About this exercise: Report, as a bare number, how many lines in the data contain "below".

[Referring expression pointing data]
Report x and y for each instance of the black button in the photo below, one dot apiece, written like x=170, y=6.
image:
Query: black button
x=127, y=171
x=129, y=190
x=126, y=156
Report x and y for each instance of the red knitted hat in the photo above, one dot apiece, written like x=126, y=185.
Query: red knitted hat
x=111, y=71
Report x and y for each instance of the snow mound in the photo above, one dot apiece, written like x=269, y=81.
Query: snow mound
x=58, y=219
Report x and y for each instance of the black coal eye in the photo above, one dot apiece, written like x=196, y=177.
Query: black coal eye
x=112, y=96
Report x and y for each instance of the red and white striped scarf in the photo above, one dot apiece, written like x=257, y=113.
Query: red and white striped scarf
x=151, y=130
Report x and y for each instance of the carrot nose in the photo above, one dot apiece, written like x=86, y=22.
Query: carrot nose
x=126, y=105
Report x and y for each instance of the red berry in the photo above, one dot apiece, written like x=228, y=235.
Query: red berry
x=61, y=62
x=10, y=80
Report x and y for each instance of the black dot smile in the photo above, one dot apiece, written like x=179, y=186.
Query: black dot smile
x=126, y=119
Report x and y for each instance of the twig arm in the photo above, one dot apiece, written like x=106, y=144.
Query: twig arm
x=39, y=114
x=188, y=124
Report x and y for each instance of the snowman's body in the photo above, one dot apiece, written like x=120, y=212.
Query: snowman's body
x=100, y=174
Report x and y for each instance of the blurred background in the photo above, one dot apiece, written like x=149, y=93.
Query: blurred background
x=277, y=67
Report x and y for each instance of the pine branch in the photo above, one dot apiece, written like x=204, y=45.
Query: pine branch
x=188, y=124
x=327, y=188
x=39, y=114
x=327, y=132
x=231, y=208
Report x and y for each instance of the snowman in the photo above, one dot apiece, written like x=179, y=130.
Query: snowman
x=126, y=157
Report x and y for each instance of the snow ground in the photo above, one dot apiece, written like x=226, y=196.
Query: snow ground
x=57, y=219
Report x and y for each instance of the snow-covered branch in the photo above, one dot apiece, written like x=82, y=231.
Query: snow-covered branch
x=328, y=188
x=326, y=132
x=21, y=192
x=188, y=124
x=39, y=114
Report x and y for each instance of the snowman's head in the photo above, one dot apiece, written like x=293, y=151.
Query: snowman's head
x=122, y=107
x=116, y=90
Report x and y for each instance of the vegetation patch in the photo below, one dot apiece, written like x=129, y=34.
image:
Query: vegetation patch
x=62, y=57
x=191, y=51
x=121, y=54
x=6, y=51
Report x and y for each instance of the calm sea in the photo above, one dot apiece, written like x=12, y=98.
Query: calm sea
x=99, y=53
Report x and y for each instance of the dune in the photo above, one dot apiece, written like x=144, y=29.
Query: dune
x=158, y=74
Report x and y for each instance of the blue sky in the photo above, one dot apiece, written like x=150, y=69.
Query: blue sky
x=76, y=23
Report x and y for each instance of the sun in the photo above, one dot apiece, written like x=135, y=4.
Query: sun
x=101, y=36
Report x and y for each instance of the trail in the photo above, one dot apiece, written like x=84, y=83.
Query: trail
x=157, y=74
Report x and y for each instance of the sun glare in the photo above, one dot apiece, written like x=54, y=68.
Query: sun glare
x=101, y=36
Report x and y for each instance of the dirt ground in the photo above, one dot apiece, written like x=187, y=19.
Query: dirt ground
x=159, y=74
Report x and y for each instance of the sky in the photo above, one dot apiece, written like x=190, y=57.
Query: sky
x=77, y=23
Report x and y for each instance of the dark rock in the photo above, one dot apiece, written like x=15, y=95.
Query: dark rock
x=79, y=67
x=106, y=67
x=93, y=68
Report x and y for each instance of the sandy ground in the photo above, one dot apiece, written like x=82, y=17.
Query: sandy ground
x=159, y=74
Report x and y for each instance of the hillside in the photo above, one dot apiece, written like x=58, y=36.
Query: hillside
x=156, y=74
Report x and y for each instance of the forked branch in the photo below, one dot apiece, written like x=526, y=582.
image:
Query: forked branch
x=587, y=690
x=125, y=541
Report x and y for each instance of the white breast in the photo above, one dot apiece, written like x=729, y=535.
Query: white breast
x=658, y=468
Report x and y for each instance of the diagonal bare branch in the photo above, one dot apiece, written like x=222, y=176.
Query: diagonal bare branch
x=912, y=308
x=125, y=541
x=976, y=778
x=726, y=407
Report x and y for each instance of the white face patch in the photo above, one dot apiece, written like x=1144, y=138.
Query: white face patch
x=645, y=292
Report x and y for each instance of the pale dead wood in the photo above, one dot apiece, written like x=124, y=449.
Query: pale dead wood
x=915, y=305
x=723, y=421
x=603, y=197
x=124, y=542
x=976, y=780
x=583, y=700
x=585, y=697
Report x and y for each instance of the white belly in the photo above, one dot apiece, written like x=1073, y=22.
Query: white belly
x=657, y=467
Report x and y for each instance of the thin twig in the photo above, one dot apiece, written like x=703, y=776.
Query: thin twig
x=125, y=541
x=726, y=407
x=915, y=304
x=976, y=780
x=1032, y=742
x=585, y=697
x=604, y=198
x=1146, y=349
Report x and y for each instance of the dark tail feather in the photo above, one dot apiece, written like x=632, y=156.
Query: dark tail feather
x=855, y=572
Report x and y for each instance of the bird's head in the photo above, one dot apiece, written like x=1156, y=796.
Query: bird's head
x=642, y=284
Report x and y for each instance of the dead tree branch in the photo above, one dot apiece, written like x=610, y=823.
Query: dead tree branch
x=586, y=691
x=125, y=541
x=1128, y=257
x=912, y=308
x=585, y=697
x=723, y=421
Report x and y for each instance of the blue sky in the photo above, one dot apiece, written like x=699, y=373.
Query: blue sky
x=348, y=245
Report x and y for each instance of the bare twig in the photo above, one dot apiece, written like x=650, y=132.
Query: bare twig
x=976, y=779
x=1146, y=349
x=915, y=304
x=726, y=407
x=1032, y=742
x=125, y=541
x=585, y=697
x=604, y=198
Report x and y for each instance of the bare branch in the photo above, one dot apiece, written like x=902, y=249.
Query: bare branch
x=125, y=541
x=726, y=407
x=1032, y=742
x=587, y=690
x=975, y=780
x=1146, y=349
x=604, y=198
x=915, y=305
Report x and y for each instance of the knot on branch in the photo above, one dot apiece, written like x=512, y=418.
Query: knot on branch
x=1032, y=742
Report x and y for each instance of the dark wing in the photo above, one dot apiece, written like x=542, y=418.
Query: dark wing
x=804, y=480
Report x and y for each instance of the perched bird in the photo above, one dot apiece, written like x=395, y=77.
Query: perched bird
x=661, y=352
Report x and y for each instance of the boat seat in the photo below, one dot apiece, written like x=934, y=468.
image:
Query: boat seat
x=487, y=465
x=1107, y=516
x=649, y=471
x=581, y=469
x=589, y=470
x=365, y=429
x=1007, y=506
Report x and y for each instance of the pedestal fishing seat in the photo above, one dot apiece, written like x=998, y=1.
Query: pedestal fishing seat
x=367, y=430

Written response: 4